Stored items:
____________
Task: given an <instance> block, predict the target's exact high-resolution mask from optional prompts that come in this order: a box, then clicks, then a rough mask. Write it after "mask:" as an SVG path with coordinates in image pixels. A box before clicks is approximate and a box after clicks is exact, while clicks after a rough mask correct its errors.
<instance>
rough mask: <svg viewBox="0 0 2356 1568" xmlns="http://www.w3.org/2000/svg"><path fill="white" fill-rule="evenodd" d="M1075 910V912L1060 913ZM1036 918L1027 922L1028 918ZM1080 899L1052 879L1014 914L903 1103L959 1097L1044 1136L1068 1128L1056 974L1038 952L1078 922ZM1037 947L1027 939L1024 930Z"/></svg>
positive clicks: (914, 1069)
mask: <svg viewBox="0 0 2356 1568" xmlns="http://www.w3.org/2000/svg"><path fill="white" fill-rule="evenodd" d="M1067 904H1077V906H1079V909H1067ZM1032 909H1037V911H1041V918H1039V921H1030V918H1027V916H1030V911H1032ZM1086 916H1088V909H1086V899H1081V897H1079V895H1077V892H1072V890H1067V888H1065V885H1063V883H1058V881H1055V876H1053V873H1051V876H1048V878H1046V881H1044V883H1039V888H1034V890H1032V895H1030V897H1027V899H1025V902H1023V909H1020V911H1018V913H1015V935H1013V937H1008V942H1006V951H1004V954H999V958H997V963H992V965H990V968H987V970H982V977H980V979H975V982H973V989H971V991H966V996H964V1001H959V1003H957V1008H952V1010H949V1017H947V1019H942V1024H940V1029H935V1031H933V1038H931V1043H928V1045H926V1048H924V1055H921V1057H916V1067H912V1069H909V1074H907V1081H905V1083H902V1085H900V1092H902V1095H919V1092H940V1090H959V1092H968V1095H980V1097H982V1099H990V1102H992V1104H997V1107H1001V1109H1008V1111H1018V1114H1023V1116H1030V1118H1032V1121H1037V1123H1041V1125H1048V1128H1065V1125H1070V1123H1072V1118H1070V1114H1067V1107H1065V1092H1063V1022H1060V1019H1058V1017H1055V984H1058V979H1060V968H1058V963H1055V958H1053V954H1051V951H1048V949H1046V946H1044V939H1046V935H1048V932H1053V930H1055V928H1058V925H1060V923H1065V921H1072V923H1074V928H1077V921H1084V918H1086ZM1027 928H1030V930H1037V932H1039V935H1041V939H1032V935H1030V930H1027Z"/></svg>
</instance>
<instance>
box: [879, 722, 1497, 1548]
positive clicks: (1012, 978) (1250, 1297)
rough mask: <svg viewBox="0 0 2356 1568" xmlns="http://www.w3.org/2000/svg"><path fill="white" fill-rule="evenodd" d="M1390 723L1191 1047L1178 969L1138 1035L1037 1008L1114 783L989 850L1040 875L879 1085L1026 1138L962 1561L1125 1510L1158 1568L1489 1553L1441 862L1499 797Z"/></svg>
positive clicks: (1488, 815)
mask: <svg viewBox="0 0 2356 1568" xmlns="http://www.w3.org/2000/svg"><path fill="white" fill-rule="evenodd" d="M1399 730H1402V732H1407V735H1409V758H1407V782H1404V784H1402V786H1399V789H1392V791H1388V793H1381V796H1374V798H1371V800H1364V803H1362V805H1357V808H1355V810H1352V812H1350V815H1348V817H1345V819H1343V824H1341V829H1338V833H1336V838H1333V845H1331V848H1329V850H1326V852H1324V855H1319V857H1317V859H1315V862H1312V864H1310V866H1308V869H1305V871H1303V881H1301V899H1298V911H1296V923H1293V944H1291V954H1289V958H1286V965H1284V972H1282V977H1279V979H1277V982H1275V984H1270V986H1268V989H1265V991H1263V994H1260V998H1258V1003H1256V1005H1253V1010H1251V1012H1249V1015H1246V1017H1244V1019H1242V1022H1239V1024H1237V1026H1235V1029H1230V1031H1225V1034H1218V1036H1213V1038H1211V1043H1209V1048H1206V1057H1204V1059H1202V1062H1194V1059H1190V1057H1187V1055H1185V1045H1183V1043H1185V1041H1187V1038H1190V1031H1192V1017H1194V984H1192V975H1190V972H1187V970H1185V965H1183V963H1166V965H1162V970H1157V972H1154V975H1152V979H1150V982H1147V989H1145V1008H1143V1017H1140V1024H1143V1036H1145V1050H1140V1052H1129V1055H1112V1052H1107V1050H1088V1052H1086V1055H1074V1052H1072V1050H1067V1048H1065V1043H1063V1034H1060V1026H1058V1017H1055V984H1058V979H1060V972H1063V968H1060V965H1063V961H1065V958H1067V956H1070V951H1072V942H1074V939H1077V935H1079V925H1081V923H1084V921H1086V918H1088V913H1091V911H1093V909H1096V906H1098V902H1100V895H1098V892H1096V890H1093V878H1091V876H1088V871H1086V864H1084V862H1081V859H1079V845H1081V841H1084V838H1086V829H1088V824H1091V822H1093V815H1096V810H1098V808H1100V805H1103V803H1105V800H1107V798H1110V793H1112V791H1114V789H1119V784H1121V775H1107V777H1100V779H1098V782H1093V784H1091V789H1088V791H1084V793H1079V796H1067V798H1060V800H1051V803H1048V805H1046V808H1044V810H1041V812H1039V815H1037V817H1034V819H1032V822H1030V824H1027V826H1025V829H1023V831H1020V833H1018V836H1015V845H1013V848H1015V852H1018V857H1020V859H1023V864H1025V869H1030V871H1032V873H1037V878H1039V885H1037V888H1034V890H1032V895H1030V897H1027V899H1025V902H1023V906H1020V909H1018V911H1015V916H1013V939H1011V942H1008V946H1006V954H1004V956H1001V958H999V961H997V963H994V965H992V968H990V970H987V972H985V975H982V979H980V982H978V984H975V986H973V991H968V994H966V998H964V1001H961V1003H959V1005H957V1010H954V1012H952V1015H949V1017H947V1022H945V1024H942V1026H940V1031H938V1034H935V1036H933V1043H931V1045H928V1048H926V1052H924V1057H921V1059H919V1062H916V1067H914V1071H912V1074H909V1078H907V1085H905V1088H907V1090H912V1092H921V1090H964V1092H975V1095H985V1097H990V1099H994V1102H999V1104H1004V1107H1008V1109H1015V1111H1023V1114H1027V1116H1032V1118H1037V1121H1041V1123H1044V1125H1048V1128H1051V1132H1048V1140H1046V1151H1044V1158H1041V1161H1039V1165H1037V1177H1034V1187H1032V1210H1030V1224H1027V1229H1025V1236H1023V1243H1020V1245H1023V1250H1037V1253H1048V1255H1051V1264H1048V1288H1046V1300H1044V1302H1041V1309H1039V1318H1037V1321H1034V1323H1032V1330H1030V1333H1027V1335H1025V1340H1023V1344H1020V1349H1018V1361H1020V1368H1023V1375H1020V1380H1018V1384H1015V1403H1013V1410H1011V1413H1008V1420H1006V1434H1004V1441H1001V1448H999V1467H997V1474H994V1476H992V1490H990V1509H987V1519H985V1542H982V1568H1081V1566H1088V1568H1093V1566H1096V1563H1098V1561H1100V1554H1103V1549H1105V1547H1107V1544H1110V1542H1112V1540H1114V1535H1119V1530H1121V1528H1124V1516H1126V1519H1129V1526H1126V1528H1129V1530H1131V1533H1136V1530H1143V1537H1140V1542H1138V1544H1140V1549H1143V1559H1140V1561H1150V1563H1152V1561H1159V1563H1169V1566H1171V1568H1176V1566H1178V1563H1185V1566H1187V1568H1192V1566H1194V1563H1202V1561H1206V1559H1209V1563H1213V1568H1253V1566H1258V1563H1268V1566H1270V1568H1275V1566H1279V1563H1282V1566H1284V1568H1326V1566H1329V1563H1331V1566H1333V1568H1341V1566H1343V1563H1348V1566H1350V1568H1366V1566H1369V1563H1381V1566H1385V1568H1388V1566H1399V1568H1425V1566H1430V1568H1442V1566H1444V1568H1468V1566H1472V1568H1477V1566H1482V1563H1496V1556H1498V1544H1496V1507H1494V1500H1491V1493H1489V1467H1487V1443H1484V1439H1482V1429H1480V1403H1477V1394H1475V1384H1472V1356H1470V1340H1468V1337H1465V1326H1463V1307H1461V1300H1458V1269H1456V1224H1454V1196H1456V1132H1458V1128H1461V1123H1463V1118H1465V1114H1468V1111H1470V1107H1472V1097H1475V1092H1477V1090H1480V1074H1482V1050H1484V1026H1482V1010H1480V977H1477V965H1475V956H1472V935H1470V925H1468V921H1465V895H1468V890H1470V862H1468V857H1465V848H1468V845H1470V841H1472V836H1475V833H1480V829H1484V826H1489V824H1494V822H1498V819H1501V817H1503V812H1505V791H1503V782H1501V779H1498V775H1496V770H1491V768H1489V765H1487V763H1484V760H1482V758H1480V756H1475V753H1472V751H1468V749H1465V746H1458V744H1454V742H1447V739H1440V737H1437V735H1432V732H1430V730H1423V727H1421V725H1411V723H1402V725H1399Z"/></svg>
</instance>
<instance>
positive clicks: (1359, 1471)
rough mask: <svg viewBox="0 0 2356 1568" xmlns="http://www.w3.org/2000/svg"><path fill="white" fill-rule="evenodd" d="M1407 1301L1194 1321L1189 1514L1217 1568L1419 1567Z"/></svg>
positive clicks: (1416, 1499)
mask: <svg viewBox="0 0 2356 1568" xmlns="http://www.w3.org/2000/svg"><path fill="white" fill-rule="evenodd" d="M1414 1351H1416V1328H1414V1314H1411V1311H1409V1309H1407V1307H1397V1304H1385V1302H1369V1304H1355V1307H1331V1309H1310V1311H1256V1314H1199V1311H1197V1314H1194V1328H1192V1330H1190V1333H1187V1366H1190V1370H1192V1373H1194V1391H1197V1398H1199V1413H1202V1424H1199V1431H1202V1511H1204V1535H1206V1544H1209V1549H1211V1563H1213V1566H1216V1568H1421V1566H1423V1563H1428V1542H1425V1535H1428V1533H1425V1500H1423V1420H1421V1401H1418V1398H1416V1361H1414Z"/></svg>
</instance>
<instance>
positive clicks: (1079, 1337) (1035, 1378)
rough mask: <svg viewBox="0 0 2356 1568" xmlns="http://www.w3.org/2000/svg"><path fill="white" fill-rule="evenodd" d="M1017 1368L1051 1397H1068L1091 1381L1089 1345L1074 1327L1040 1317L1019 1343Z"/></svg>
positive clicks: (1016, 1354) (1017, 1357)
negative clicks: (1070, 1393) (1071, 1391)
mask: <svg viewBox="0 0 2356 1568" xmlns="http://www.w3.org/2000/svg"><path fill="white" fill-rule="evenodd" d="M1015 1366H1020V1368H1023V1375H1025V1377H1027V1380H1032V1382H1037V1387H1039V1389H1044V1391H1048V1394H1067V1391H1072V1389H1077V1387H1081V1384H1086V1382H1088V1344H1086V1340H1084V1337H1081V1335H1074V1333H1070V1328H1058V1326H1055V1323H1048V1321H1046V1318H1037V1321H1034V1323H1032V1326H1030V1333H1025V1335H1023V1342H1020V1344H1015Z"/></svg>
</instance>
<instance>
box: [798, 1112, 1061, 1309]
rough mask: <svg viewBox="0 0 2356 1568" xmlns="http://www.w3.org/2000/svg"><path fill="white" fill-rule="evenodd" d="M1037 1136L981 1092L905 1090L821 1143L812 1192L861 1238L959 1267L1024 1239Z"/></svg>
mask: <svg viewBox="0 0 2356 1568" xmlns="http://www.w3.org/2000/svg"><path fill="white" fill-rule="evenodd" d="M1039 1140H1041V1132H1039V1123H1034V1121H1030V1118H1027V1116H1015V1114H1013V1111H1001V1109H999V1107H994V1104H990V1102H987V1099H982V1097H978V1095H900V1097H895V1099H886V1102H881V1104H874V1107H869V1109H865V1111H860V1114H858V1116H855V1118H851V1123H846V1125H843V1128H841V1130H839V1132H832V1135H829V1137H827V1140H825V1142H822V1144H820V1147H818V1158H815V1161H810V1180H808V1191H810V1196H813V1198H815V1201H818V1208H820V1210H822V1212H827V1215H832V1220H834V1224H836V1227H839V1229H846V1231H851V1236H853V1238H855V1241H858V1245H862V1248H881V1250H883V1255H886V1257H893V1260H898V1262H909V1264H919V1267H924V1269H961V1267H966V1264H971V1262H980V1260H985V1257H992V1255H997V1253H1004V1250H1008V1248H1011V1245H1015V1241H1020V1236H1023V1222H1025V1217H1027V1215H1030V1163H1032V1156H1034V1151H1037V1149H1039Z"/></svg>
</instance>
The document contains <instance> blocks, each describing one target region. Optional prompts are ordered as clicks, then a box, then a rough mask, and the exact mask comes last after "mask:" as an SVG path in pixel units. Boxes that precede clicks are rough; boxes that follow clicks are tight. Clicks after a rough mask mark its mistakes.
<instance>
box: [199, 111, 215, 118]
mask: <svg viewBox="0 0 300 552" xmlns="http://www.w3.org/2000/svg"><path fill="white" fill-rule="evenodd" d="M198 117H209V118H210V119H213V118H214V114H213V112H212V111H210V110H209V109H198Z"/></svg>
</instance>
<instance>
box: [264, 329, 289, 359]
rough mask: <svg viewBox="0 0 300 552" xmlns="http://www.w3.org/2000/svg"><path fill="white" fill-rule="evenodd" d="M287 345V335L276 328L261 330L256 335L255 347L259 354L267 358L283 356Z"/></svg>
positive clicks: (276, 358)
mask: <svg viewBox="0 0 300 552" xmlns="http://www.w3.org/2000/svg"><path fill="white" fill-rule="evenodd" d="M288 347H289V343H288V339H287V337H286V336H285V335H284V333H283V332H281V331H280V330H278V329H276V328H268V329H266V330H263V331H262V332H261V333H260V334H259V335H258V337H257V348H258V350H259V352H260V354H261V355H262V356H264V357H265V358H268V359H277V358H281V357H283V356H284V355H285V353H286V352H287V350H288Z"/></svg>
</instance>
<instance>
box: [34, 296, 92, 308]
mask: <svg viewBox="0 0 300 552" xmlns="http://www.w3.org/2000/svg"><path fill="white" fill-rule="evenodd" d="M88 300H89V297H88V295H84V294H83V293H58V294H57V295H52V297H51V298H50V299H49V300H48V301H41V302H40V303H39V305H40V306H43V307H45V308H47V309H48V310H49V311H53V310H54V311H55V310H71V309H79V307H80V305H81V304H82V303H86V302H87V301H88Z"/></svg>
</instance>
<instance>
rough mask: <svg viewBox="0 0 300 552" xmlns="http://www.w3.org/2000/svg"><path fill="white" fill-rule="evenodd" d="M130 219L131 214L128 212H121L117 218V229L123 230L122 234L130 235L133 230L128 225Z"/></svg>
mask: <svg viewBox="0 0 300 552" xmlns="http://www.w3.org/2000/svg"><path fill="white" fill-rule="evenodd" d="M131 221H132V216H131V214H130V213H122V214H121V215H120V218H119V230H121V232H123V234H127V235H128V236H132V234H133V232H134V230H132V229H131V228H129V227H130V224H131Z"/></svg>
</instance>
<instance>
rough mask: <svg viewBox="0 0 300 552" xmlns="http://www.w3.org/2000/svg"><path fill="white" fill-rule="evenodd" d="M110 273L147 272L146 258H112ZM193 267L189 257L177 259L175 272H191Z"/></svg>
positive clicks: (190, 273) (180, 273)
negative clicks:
____________
Reproduce verbatim every line from the start of the items through the line holding "positive clicks: (914, 1069)", inclusive.

Task: given an <instance> block, predict the target's exact high-resolution mask from optional prompts that come in this order: a box, then clicks, then a rough mask. Write it after "mask:" as an SVG path with coordinates in image pixels. A box before clicks is approximate and a box after clicks is exact, while clicks after a rough mask correct its errors.
<instance>
rough mask: <svg viewBox="0 0 2356 1568" xmlns="http://www.w3.org/2000/svg"><path fill="white" fill-rule="evenodd" d="M1075 910V912L1060 913ZM1036 918L1027 922L1028 918ZM1080 899L1052 879L1014 914L903 1103L959 1097L1044 1136L1068 1128L1056 974L1038 952L1078 922ZM1037 947L1027 939L1024 930Z"/></svg>
positive clicks: (914, 1069)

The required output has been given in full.